- Dataset
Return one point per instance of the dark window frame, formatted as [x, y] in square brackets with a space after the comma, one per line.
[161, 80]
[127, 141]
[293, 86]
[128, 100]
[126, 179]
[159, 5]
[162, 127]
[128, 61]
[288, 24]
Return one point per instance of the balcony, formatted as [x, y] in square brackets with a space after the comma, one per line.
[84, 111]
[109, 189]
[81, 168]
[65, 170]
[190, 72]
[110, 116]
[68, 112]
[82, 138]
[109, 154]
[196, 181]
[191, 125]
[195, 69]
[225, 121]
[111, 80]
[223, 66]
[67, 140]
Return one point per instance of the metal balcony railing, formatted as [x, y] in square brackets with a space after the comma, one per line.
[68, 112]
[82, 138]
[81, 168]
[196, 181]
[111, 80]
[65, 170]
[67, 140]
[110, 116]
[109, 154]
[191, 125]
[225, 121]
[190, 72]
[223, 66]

- Aim
Render each line of the records above as a JSON list of strings, one string per line, with blank lines omitted.

- Final result
[
  "Return one point per instance of the dark window frame, formatted as [x, y] in square brackets with a space after the comma, one per line.",
  "[161, 80]",
  "[127, 141]",
  "[293, 86]",
  "[128, 100]",
  "[126, 179]",
  "[159, 5]",
  "[162, 127]",
  "[128, 61]",
  "[288, 24]",
  "Return one point per instance of the balcony, formatted as [x, y] in square brackets with a space after the comma, one per line.",
  "[84, 111]",
  "[109, 189]",
  "[81, 168]",
  "[65, 170]",
  "[190, 72]",
  "[110, 116]",
  "[68, 112]",
  "[82, 138]",
  "[109, 154]",
  "[196, 181]",
  "[191, 125]",
  "[195, 69]",
  "[225, 121]",
  "[111, 80]",
  "[223, 66]",
  "[67, 140]",
  "Return one point per instance of the metal balcony railing, formatted as [x, y] in square brackets with a space after the comma, one per line.",
  "[68, 112]",
  "[82, 138]",
  "[81, 168]",
  "[196, 181]",
  "[111, 80]",
  "[65, 170]",
  "[67, 140]",
  "[110, 116]",
  "[109, 154]",
  "[191, 125]",
  "[225, 121]",
  "[190, 72]",
  "[223, 66]"
]